### Assignment 1
In the interview with David Andrews, who was his linear algebra TA during his first year at Georgia Tech?
### Assignment 2
Continue the interview with David Andrews from its final sentence.

David Andrews is a 3rd-year computer science major studying AI agents and reasoning with Dr. Chao Zhang. 

David smiles at the camera.

How long have you been an undergraduate researcher at Georgia Tech?

I’ve been doing undergraduate research at GT for about a year now. I joined Professor Zhang’s lab one year ago at the beginning of the Fall 2024 semester.

How did you get involved with undergraduate research?

Ever since high school, I’ve been fascinated with AI research. I would always read the latest AI papers when they came out so I could closely follow the field. I even took the research track at my high school, consisting of AP Seminar and AP Research, where I conducted my own research on the latest AI systems of the time, like GPT-3 and GPT-4. More than anything, I was curious to explore more of the field and to be able to contribute back to the community with my own work. When I entered Georgia Tech, I was so excited for all the research opportunities and great people I could work with. In my first year, I was able to work on some great AI projects with Aran Komatsuzaki, a 5th year Ph.D. student at the time, who happened to be my linear algebra TA! After that year, I found Professor Zhang and his work on post-training for LLM agents especially intrigued me. After emailing him and having a meeting, he invited me to join his lab.

### Data excerpt
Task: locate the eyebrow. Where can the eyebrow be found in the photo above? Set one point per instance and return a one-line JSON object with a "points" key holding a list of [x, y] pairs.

### Written answer 1
Aran Komatsuzaki, a 5th-year Ph.D. student at the time.

### Written answer 2
What are you working on?

Currently, I’m working on expanding the capabilities of open-source large language models (LLMs) to match the leading closed-source LLMs in terms of reasoning and agentic capability. By agentic capability, we mean the ability for LLMs to effectively use tools, such as browser, code interpreter, or terminal to solve complex multi-step problems in software development, web search, and math. We are approaching this problem through reinforcement learning (RL), a training technique that reinforces behavior in the model that leads to correctly solving problems, allowing the model to discover and refine its problem-solving skill in an unsupervised fashion. A key importance of our work is that we support multi-turn environments, where the AI uses a series of tools and interactions with the environment to solve a problem, rather than only thinking once and then answering. This behavior can more closely mimic how humans iteratively interact with their computers and the world, enabling the LLMs to perform more complex tasks than previous systems.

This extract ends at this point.